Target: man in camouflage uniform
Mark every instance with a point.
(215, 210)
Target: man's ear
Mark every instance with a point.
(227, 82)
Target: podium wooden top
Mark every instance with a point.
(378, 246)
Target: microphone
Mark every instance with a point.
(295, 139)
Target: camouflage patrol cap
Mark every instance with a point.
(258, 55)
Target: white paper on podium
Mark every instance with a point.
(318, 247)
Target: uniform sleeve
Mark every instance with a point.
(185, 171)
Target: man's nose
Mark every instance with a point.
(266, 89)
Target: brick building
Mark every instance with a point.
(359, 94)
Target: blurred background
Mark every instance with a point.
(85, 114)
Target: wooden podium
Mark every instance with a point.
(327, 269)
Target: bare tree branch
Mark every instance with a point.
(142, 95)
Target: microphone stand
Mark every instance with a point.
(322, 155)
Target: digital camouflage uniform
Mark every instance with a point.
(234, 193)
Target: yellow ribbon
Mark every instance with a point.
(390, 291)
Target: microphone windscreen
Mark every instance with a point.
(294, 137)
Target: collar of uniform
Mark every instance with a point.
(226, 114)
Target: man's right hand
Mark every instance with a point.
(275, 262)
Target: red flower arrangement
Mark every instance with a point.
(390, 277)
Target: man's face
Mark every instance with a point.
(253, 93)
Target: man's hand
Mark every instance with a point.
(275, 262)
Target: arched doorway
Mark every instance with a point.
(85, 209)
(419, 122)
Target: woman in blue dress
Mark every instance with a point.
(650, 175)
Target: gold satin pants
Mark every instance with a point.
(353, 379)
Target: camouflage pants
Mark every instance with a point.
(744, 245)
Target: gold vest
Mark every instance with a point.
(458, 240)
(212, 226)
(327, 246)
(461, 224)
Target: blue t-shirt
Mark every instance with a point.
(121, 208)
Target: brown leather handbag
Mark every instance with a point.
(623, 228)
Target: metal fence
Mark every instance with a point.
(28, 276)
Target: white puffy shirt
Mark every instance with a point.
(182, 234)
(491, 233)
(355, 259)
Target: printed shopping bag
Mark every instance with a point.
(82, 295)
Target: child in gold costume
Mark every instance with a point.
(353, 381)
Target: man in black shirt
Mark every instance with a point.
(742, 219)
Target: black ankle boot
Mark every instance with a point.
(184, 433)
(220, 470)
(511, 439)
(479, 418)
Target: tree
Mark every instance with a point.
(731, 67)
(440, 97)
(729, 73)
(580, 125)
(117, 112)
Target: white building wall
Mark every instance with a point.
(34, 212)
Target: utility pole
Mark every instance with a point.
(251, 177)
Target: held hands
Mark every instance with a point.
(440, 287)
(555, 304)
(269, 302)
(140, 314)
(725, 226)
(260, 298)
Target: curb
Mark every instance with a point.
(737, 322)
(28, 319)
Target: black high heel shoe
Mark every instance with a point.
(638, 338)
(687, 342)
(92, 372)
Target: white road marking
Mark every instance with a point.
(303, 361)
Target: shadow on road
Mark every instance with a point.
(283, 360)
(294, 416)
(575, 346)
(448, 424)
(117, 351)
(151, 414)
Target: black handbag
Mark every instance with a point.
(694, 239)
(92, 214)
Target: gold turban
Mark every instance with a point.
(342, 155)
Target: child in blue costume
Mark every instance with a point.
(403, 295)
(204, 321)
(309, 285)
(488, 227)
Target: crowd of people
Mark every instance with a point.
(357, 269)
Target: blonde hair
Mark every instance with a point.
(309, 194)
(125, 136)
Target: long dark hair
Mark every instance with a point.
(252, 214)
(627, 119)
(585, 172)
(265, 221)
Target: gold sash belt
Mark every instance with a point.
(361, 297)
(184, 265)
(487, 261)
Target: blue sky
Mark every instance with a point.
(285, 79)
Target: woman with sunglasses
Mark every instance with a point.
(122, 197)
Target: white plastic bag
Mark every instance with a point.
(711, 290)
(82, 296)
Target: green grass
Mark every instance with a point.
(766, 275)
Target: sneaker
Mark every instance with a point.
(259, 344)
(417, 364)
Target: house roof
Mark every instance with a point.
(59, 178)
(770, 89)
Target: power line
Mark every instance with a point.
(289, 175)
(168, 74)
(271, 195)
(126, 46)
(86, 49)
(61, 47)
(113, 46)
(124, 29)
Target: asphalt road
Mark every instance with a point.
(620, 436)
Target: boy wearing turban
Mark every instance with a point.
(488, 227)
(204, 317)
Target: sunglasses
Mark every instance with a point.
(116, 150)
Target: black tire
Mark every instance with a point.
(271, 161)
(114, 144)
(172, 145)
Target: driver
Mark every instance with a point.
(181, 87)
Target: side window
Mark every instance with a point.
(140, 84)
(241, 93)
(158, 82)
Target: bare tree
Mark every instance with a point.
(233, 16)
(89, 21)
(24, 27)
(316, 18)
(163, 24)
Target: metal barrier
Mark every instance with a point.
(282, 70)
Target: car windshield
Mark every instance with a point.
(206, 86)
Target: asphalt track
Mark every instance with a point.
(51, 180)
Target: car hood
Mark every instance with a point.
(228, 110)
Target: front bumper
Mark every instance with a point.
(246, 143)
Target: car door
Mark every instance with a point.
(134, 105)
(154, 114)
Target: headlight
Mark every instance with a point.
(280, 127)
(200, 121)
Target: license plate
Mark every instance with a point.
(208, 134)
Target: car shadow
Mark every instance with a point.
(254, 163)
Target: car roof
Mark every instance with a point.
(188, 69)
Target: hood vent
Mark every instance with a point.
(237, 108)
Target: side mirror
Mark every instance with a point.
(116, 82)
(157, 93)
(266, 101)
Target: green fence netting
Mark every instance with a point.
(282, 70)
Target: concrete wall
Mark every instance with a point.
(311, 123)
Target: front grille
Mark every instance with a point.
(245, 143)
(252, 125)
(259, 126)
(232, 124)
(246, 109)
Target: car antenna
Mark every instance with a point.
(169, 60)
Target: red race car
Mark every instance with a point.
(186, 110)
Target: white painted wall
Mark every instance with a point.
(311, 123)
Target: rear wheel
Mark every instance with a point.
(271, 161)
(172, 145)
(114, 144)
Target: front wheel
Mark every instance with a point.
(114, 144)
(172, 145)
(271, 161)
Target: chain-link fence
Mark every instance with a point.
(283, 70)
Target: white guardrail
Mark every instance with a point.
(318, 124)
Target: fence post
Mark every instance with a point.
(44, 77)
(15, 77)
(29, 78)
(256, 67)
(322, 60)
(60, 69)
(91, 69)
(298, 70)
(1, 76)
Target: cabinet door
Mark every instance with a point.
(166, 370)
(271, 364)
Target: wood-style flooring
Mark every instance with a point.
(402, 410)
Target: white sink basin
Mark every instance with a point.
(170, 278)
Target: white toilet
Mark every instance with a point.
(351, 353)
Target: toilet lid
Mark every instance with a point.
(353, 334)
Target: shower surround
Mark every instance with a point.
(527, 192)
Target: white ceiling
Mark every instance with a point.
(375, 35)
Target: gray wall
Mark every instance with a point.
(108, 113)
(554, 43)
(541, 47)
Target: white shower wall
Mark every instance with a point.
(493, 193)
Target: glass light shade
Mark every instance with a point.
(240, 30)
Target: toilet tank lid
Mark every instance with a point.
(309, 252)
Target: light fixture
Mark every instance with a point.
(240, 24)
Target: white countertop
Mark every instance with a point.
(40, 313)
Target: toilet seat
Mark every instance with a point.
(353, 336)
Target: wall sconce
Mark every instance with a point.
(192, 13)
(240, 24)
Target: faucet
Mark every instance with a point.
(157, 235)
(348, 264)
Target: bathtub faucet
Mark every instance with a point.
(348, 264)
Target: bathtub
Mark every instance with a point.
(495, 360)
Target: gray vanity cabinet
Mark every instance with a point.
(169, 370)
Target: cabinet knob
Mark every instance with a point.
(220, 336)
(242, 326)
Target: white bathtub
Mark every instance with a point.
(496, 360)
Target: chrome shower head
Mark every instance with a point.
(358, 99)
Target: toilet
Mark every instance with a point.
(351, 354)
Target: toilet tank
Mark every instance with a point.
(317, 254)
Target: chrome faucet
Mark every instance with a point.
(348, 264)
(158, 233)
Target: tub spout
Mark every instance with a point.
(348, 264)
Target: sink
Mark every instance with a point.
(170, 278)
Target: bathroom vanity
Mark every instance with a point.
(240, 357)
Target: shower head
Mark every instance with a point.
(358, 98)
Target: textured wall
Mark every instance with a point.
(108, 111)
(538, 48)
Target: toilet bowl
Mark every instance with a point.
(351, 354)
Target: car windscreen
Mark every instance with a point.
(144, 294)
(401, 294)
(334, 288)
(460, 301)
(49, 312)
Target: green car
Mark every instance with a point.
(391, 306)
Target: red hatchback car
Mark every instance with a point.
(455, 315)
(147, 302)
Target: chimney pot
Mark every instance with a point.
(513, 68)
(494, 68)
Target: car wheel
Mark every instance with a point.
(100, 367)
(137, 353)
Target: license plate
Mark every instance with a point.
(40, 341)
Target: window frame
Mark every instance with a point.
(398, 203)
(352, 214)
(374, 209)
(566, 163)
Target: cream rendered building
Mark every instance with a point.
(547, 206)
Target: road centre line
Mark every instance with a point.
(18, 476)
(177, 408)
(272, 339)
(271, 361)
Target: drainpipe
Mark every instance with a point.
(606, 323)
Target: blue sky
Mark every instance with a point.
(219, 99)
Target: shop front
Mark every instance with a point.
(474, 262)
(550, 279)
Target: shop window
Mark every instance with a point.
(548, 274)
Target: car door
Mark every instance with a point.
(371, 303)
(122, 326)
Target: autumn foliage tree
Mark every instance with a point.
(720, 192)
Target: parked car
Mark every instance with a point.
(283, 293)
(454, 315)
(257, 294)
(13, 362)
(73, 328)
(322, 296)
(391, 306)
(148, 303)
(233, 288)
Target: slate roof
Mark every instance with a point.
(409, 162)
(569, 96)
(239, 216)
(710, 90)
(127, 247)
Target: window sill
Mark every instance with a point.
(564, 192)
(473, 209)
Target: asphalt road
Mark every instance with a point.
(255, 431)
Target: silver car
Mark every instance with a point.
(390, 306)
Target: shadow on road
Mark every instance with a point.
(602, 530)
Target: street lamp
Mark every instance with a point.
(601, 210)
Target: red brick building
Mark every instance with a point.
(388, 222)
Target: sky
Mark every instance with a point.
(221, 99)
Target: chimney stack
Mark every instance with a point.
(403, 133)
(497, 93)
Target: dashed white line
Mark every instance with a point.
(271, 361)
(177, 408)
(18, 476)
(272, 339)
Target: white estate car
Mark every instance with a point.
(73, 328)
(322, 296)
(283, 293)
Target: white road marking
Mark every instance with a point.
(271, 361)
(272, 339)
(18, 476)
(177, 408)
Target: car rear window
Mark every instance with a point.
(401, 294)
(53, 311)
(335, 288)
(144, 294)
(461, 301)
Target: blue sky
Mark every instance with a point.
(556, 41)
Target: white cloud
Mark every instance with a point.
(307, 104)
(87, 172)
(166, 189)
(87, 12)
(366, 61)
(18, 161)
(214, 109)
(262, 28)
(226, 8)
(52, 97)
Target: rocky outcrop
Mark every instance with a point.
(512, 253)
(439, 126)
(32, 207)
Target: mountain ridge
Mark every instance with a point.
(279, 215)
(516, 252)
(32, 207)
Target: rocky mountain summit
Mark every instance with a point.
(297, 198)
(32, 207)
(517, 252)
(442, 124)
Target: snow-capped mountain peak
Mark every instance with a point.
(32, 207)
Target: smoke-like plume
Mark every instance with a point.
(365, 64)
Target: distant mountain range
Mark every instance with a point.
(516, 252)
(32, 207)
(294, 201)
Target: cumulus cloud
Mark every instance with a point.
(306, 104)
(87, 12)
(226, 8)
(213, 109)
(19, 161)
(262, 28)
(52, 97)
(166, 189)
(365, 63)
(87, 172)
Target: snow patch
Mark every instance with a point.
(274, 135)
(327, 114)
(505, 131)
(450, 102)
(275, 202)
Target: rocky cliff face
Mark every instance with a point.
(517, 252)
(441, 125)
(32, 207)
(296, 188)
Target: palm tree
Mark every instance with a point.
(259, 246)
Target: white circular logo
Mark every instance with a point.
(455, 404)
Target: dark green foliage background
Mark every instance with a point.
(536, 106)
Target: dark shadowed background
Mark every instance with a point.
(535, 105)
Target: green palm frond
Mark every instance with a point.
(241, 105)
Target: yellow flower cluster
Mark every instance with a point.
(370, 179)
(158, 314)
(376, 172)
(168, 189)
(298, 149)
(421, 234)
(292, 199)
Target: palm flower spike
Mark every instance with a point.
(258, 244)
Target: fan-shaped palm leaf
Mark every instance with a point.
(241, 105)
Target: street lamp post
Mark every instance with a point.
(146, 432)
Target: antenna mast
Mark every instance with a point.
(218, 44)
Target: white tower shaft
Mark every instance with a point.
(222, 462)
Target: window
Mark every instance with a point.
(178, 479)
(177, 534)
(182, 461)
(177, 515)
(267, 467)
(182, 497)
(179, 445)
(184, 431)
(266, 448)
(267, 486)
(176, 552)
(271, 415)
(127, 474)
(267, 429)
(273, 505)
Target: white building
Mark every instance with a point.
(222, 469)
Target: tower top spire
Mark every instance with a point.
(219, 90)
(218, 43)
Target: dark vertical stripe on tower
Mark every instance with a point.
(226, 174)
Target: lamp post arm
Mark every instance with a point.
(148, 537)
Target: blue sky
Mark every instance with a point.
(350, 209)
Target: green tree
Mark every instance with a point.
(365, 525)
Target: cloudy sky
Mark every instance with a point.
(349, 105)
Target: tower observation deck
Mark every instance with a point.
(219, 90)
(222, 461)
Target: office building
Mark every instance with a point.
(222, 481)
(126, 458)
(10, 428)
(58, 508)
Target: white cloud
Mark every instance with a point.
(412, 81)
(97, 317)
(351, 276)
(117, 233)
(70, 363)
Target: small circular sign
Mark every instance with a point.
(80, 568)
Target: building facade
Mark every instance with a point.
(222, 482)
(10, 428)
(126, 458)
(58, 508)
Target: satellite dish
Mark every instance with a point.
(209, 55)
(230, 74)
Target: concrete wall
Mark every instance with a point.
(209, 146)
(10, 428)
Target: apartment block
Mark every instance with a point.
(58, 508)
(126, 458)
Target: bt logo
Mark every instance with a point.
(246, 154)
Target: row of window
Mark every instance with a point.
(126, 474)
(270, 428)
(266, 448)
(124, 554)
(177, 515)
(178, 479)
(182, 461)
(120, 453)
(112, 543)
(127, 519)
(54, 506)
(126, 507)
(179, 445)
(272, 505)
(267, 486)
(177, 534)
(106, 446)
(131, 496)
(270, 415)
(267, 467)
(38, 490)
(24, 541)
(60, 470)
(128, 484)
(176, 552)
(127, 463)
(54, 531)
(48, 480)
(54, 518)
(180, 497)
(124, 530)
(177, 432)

• • • • •

▸ **PROBLEM DETAILS**: Take the stretch of lines above from the one containing "Target: tub spout" through the one containing "Target: car windscreen" and repeat it exactly, adding no other line.

▸ **ANSWER TO THIS TASK**:
Target: tub spout
Mark every instance with a point.
(348, 264)
Target: sink
Mark every instance with a point.
(170, 278)
Target: bathroom vanity
Mark every instance with a point.
(240, 357)
Target: shower head
Mark every instance with a point.
(358, 98)
Target: textured wall
Mark every instance with a point.
(108, 111)
(538, 48)
Target: toilet bowl
Mark every instance with a point.
(351, 354)
Target: car windscreen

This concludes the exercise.